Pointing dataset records
▼
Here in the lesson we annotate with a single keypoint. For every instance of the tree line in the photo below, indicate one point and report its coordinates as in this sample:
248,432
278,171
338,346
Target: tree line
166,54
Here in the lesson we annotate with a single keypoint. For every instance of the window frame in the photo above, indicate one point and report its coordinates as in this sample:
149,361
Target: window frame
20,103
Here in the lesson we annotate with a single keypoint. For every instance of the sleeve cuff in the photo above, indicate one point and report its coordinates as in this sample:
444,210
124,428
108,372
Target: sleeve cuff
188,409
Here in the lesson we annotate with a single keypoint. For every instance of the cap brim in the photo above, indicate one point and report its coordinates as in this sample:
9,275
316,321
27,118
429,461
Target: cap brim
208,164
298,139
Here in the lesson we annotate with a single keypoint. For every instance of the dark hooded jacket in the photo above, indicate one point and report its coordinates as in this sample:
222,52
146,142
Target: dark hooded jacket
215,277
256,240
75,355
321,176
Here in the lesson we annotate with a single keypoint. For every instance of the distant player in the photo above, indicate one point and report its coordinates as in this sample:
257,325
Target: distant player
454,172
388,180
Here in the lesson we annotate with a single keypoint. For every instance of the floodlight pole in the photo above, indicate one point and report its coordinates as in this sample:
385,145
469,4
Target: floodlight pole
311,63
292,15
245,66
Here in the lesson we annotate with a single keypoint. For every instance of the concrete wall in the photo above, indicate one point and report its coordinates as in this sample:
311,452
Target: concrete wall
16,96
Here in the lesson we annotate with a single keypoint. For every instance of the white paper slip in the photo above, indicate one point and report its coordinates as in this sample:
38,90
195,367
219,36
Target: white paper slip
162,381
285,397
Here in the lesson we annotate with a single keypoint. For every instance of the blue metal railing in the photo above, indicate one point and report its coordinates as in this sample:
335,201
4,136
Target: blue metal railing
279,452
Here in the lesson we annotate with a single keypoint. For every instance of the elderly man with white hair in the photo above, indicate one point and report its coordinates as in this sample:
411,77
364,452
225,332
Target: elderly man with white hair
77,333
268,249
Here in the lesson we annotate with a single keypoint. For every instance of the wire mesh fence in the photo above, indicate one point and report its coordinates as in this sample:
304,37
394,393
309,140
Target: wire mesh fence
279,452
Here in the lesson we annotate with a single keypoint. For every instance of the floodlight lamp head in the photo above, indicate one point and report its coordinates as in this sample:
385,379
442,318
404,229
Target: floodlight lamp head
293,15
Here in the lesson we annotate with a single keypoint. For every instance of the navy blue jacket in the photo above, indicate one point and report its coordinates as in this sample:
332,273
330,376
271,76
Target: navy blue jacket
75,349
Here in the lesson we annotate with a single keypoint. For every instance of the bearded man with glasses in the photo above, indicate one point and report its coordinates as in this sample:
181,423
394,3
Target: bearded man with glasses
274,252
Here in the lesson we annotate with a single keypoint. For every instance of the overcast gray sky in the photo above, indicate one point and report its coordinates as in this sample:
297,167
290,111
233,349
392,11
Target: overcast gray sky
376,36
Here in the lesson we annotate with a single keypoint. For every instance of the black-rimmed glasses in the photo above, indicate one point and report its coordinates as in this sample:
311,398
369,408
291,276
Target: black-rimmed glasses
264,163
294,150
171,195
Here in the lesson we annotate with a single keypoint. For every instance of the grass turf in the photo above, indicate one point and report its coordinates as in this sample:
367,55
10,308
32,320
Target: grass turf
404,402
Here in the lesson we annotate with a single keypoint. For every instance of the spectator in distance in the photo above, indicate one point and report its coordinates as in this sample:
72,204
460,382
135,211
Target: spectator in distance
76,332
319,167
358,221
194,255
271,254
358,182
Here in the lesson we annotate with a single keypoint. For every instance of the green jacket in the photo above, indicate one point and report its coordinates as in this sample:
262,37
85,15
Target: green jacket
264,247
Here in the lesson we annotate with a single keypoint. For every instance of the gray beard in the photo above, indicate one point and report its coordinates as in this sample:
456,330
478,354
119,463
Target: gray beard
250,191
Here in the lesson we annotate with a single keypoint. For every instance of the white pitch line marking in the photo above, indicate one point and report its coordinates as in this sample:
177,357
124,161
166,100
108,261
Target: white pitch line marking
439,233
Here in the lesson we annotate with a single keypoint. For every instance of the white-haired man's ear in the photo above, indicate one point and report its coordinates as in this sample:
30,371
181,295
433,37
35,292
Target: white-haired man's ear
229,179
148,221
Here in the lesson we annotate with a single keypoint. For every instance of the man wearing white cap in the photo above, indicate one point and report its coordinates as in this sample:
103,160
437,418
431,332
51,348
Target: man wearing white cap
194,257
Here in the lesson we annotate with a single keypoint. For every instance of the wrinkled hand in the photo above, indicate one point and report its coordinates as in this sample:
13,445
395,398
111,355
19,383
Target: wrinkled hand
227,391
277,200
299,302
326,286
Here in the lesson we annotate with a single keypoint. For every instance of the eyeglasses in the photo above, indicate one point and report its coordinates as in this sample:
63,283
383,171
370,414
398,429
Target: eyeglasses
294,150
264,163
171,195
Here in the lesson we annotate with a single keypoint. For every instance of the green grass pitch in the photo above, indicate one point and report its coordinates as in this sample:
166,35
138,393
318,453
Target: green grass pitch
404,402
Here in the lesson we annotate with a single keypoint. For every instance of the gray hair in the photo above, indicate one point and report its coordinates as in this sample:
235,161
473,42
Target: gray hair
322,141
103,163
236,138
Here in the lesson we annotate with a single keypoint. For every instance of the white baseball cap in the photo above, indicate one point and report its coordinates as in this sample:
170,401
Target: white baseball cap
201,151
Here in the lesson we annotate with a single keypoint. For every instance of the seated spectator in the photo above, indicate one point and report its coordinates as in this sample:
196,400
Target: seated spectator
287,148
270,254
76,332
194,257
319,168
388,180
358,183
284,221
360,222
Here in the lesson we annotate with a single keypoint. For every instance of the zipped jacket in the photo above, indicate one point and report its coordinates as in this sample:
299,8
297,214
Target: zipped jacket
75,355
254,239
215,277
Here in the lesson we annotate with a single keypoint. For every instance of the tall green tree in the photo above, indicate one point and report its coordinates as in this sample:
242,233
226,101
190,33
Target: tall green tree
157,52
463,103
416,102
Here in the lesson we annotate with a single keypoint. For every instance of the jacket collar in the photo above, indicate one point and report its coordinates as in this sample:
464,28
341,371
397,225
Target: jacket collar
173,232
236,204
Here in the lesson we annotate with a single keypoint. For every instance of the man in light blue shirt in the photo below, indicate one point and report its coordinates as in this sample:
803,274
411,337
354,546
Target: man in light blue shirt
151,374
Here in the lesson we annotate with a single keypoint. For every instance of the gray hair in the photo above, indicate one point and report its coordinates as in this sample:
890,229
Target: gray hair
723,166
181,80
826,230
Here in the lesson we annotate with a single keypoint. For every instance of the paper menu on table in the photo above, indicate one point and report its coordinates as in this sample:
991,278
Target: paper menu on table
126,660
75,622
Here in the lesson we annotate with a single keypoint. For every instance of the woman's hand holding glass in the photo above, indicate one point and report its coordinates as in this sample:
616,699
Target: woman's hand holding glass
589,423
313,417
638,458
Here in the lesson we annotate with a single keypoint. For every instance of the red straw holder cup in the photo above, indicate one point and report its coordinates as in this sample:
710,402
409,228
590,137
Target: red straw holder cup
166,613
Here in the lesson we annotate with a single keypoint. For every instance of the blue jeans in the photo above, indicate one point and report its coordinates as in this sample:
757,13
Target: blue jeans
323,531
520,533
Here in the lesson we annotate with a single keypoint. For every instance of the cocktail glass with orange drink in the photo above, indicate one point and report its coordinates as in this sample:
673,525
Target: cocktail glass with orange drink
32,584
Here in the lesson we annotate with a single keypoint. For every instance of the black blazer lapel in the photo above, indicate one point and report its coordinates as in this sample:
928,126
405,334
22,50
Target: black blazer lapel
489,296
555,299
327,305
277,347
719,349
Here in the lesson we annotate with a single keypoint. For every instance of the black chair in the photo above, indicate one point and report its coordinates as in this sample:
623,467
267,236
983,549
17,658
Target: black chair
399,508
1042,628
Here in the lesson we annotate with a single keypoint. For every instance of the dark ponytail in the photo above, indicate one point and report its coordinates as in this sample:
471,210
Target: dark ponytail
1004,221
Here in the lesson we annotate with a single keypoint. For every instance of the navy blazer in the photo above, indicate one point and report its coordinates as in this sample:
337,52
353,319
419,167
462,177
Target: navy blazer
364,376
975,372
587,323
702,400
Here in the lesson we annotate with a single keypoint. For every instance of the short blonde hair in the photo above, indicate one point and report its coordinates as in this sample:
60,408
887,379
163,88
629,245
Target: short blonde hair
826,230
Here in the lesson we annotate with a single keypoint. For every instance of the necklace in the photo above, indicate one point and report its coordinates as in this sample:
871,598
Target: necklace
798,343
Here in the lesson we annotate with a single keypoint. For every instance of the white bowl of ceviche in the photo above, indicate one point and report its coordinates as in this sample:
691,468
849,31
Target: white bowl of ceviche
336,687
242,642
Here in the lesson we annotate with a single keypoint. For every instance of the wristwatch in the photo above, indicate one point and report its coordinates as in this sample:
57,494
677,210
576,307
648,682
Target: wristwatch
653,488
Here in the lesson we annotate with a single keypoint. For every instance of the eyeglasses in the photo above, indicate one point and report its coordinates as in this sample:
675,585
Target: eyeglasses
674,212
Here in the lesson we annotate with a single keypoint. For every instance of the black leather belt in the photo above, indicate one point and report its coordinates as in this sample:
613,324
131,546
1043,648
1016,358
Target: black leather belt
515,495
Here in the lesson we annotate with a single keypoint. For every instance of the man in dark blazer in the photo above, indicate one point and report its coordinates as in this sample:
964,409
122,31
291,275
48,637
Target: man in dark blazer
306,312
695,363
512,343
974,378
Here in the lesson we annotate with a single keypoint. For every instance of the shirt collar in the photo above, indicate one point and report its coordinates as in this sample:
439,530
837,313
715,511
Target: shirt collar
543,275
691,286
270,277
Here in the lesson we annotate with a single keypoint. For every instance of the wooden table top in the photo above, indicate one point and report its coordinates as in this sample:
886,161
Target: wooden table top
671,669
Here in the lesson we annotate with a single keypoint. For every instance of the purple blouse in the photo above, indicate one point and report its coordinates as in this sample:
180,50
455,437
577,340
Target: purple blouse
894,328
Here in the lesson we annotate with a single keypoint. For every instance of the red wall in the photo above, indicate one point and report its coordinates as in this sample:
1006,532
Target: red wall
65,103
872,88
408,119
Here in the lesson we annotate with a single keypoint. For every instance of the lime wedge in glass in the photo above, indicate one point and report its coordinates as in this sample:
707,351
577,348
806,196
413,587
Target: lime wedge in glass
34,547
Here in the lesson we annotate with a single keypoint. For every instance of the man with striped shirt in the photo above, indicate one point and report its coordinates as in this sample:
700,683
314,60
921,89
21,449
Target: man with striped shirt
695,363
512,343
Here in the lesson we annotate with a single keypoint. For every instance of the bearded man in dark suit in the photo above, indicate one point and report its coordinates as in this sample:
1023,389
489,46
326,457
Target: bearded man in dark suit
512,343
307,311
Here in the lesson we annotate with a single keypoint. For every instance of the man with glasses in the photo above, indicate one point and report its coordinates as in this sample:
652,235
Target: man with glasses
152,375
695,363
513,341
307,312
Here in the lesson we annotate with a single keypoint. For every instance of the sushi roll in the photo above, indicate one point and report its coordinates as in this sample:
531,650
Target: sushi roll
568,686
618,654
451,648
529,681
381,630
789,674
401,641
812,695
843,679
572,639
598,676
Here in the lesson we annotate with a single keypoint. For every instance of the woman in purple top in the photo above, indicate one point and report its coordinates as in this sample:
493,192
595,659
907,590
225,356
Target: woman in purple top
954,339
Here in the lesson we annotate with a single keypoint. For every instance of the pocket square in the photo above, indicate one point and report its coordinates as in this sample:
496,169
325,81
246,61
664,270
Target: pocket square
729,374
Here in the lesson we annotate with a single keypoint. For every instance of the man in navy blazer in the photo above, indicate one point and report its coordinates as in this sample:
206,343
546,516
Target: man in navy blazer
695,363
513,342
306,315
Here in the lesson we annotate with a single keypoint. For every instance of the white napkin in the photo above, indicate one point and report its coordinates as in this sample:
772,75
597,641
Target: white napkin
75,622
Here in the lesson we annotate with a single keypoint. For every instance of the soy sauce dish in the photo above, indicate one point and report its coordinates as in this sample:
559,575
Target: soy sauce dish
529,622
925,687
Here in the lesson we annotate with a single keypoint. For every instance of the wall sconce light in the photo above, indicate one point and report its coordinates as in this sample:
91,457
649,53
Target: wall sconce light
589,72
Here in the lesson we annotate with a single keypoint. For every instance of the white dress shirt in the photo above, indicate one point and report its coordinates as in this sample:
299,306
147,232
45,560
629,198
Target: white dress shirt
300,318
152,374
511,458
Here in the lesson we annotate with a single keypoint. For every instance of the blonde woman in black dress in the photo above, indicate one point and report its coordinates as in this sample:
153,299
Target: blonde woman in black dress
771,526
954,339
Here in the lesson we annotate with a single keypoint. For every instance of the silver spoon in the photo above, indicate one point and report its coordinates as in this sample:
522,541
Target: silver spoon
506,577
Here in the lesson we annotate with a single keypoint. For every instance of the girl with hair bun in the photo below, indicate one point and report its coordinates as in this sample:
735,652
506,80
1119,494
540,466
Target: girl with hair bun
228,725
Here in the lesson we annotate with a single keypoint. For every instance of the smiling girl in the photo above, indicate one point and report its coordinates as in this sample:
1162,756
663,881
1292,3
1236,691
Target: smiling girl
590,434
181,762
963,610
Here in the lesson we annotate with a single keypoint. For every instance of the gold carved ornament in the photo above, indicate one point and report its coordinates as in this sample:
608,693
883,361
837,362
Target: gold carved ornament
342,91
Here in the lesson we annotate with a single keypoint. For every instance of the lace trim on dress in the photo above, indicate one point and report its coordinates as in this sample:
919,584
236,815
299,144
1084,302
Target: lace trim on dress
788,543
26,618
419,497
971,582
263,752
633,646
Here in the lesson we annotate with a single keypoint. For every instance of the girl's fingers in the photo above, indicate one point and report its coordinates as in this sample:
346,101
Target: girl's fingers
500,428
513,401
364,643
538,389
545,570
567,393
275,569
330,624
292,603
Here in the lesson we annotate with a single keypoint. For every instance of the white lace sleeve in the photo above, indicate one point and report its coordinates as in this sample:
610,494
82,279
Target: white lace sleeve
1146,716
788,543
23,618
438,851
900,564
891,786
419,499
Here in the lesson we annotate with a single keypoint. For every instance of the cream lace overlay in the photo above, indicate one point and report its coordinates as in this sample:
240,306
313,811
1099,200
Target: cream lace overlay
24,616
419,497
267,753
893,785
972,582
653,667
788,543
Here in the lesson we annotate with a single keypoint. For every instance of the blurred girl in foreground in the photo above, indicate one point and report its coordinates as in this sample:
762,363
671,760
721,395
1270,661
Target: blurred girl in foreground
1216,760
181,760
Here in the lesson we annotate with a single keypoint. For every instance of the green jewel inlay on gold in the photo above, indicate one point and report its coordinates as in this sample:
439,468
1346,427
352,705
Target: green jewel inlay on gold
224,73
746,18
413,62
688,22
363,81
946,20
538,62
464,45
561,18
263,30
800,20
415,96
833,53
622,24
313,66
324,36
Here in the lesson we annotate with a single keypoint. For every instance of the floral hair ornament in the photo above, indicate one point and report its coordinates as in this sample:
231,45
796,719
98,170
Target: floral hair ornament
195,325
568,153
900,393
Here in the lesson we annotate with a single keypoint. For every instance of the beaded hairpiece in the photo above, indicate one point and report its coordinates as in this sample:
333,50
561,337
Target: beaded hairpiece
▲
Problem to work on ▸
Locate the line with "of the floral" in the entries above; extract it and every line after it, verbatim.

Answer to the task ▸
Here in the lesson we annotate with a single keypoint. For every instance of the floral hair ornament in the photo above, indicate one point and report its coordinates as in this sample:
231,45
796,719
98,170
Target: floral hair ornament
195,325
568,153
900,393
Here in the lesson we annotate with a single keypoint. For every instance of the beaded hairpiece in the photo above, indicate one point and report its coordinates as in this sample:
333,50
561,337
Target: beaded hairpiece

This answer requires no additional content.